▸ **Textauszug**:
------------------------------------

Als „Alleskönner“ hat der der bekannte deutsche Journalist und Sprachkritiker Wolf Schneider unlängst im Magazin der „Zeit“ den Sprachmeister Thomas Mann bezeichnet. Das sei, schrieb Schneider, „das Eindrucksvollste an Thomas Mann: wie er über das tragische und das Ironische, die doppelbödige Behäbigkeit und das blanke Feuer gleichermassen gebietet“.
In der Tat ist es eine ungemein bereichernde Erfahrung, wenn man sich gelegentlich aus der hektischen tagespolitischen Wörter- und Bilderflut ausklinkt und für ein paar unvergessliche Stunden in einen epischen Wälzer oder die Novelle eines Sprachvirtuosen wie T.M. eintaucht, respektive sich davon verzaubern lässt. In den letzten Wochen hat mich so die Lektüre des „Doktor Faustus“, der ja auch eine Auseinandersetzung mit der deutschen Geschichte und der Hitler-Katastrophe ist, in Bann geschlagen.

------------------------------------

▸ **Gespeicherte Daten**:
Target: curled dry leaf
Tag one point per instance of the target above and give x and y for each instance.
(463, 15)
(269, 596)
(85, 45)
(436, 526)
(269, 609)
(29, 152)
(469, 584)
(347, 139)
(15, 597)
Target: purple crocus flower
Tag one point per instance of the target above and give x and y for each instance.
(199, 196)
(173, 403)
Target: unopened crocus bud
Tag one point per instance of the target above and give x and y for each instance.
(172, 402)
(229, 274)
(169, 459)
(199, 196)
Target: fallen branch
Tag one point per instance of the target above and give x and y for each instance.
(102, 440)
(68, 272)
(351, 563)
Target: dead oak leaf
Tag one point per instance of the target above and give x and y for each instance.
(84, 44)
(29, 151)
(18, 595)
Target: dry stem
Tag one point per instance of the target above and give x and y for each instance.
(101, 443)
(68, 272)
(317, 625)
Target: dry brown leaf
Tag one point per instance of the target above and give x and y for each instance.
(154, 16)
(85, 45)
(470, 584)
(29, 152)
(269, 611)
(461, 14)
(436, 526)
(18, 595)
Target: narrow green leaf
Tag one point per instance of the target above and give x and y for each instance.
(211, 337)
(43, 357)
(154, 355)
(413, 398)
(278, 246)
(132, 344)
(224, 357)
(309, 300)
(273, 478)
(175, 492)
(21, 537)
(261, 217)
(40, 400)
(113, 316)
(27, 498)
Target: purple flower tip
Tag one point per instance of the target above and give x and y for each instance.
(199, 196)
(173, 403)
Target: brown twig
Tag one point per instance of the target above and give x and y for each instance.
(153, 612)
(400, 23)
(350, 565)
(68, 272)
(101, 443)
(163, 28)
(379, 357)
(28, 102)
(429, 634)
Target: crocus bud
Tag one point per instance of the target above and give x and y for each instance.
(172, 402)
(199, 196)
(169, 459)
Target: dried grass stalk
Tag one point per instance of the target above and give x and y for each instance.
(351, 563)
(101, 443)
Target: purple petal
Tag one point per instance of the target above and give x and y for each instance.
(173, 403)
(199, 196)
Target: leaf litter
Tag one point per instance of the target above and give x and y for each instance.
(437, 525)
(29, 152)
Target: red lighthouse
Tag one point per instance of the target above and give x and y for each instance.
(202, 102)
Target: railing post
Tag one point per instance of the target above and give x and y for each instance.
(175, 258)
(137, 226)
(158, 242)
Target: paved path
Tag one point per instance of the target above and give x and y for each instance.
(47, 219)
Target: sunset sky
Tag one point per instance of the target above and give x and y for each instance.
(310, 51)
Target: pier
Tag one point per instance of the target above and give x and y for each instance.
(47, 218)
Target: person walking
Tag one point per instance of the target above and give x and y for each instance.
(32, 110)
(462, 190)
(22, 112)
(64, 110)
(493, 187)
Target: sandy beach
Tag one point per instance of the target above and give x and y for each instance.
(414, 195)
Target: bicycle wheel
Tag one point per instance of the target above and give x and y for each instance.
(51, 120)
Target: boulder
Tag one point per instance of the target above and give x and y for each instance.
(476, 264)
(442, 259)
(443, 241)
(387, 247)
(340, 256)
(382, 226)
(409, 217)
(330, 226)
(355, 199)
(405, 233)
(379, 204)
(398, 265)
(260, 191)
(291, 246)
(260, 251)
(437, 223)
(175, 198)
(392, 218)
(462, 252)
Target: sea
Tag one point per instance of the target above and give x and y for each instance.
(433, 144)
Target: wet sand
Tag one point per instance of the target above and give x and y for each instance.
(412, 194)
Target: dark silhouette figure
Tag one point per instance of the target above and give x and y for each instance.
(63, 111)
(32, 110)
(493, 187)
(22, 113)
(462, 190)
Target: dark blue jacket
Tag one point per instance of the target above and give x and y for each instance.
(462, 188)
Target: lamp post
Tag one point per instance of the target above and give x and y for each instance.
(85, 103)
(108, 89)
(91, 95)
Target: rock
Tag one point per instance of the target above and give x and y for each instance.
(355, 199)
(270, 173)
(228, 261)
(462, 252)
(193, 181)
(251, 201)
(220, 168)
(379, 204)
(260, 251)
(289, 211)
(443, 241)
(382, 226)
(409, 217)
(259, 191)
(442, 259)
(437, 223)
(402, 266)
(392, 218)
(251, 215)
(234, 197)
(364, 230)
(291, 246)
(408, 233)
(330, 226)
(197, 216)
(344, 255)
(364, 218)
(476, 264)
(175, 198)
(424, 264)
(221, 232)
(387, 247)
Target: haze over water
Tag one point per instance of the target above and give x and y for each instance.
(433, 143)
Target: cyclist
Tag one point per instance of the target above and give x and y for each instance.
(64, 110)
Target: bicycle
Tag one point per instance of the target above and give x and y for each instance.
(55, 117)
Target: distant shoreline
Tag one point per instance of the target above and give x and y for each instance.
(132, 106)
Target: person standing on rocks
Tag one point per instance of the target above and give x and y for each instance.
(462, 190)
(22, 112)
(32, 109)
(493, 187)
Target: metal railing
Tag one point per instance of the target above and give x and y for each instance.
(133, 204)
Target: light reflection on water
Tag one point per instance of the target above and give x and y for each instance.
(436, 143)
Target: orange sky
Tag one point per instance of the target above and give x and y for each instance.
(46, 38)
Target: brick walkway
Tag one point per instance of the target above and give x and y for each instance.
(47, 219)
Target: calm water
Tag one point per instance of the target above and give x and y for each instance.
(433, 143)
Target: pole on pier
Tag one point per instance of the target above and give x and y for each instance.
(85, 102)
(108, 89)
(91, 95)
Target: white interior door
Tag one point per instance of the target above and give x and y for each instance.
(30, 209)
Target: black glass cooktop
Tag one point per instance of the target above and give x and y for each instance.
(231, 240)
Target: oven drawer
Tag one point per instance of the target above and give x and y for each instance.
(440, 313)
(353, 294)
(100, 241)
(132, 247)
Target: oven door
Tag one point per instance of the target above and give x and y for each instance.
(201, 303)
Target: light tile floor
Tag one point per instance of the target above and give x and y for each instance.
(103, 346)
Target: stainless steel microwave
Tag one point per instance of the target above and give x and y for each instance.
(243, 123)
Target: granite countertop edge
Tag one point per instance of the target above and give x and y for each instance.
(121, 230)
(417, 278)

------------------------------------

▸ **Pflichtaufgabe**: Zitiere aus dem Text über Thomas Mann wortgetreu den Abschnitt, der mit „In der Tat ist“ beginnt und mit „in Bann geschlagen.“ endet.

▸ **Schriftliche Antwort**:
In der Tat ist es eine ungemein bereichernde Erfahrung, wenn man sich gelegentlich aus der hektischen tagespolitischen Wörter- und Bilderflut ausklinkt und für ein paar unvergessliche Stunden in einen epischen Wälzer oder die Novelle eines Sprachvirtuosen wie T.M. eintaucht, respektive sich davon verzaubern lässt. In den letzten Wochen hat mich so die Lektüre des „Doktor Faustus“, der ja auch eine Auseinandersetzung mit der deutschen Geschichte und der Hitler-Katastrophe ist, in Bann geschlagen.